((

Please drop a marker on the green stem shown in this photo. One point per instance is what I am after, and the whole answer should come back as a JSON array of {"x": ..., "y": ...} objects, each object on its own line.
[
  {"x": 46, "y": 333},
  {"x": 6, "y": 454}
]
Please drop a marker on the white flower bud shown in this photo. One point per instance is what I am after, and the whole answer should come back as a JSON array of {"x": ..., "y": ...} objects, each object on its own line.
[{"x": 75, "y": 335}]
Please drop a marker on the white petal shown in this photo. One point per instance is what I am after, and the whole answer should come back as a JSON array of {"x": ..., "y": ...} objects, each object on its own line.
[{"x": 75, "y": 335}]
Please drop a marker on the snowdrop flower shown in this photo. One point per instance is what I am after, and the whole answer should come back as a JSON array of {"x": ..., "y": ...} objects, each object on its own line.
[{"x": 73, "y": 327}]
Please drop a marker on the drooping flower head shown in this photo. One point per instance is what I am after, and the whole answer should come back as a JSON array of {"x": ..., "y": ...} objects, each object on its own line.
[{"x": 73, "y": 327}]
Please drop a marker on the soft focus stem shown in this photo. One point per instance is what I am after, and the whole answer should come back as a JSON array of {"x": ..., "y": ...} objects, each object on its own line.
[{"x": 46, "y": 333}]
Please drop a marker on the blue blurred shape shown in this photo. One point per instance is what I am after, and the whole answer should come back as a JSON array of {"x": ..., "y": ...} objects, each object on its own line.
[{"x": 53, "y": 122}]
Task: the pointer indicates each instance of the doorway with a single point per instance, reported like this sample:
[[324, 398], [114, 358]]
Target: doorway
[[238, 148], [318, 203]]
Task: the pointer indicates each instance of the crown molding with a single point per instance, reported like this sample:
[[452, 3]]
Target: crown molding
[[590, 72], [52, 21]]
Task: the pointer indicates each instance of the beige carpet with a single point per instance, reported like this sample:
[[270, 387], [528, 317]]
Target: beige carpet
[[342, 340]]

))

DIRECTIONS =
All of the lines above must be returned exactly.

TASK ANSWER =
Please drop a marker on the green stem shown in this photo. One point per instance is what I am after, and the whole answer should come back as a JSON array of {"x": ..., "y": ...} objects, each object on its own line.
[
  {"x": 46, "y": 333},
  {"x": 6, "y": 454}
]
Please drop a marker on the white flower bud shown in this photo. One point per instance is what I am after, and the whole answer should come back as a JSON array of {"x": ..., "y": ...} objects, each object on its own line.
[{"x": 75, "y": 335}]
Please drop a marker on the white petal shown in this photo. One point per instance is what I am after, and the whole answer should come back as a JSON array of {"x": ..., "y": ...} objects, each object on its own line.
[{"x": 75, "y": 335}]
Please drop a marker on the snowdrop flower shown in this photo. One point per instance is what I am after, and the whole answer should come back as a JSON array of {"x": ..., "y": ...} objects, each object on its own line.
[{"x": 73, "y": 327}]
Please drop a marker on the drooping flower head shown in this photo. One point per instance is what I am after, and the whole answer should come back as a JSON array of {"x": ..., "y": ...} objects, each object on its own line.
[{"x": 73, "y": 327}]
Please drop a marker on the soft focus stem shown in this photo. One point per instance is what I am after, and the whole answer should come back as a JSON array of {"x": ..., "y": ...} objects, each object on its own line.
[{"x": 46, "y": 333}]
Please drop a marker on the blue blurred shape shown in this photo. One point per instance is what I am after, and the whole answer should come back as a JSON array of {"x": ..., "y": ...} objects, each object on its own line.
[{"x": 53, "y": 122}]
Task: the pointer indicates each instance of the doorway with a single point per instance, reported like this sample:
[[324, 398], [114, 358]]
Target: doorway
[[238, 148], [318, 203]]
Task: the pointer indicates each instance of the crown molding with a single point per instance, reported like this sample:
[[452, 3]]
Target: crown molding
[[590, 72], [52, 21]]
Task: the pointer indicates each instance of the beige carpet with a single point per instance, reported like this sample:
[[270, 387], [528, 317]]
Target: beige carpet
[[342, 340]]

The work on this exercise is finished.